=== Dataset rows ===
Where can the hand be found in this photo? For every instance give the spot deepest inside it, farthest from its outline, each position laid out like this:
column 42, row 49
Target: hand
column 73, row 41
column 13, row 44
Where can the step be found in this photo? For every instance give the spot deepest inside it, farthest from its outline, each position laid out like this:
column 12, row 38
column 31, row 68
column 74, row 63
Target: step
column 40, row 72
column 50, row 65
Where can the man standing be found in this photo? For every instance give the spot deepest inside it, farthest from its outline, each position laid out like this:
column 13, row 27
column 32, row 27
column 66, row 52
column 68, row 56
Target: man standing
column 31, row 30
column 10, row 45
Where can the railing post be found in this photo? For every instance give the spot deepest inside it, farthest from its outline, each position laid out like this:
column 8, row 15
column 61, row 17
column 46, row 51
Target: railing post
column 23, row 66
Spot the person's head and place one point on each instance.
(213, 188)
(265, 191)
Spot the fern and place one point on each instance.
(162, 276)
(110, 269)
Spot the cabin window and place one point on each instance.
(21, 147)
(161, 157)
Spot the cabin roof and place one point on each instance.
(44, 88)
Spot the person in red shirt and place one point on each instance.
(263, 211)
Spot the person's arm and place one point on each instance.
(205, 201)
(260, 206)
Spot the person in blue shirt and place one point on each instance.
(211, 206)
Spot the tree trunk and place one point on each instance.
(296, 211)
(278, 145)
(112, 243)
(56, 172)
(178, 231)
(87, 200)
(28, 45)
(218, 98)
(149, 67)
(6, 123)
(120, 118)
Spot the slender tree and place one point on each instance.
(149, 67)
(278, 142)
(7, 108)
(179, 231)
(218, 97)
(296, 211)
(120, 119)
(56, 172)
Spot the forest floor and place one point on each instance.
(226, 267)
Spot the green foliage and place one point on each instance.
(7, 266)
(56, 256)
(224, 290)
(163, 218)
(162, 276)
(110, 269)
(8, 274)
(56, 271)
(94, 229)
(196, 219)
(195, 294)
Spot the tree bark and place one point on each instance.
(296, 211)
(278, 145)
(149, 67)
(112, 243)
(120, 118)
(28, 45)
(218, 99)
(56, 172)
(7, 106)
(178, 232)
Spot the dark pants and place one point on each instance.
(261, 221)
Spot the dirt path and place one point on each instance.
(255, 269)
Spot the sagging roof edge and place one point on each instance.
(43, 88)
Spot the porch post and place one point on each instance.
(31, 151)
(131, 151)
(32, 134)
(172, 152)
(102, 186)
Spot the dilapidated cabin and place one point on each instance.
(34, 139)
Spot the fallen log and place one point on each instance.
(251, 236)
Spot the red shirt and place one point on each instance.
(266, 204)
===
→ **What the task asks**: Extract every line from the one containing "Spot the cabin roof" through the last line of the data, inclusive, exactly as written.

→ **Answer below**:
Spot the cabin roof and place one point on each instance.
(44, 88)
Spot the person in red shirt and place one point on each instance.
(263, 211)
Spot the person's arm and place one point on each instance.
(205, 201)
(260, 206)
Spot the person in blue shirt and place one point on each instance.
(211, 206)
Spot the tree trunk and place one point on each instance.
(296, 211)
(278, 145)
(112, 243)
(56, 172)
(178, 231)
(87, 200)
(28, 45)
(218, 98)
(149, 67)
(6, 123)
(120, 118)
Spot the slender tree and place one point on each instance.
(149, 67)
(278, 142)
(7, 108)
(179, 231)
(218, 97)
(296, 211)
(120, 119)
(56, 172)
Spot the forest floor and place one point on each instance.
(226, 267)
Spot the green foliage and place one point on each instance.
(7, 266)
(56, 256)
(224, 290)
(163, 218)
(162, 276)
(110, 269)
(8, 274)
(56, 271)
(94, 229)
(196, 219)
(195, 294)
Spot the tree bark and place one point on each instance.
(296, 211)
(278, 145)
(149, 67)
(112, 243)
(120, 118)
(28, 45)
(218, 99)
(56, 172)
(7, 106)
(178, 232)
Spot the dark pants and place one point on each instance.
(261, 221)
Spot the dirt path and place one point on each instance.
(255, 269)
Spot the sagging roof edge and place one point on each instance.
(43, 88)
Spot the porch post and place one point on each instance.
(31, 151)
(131, 151)
(32, 134)
(172, 152)
(102, 186)
Spot the dilapidated cabin and place one point on each instance.
(34, 139)
Spot the fallen log and place one point on each instance.
(251, 236)
Spot the red shirt and place one point on each instance.
(266, 204)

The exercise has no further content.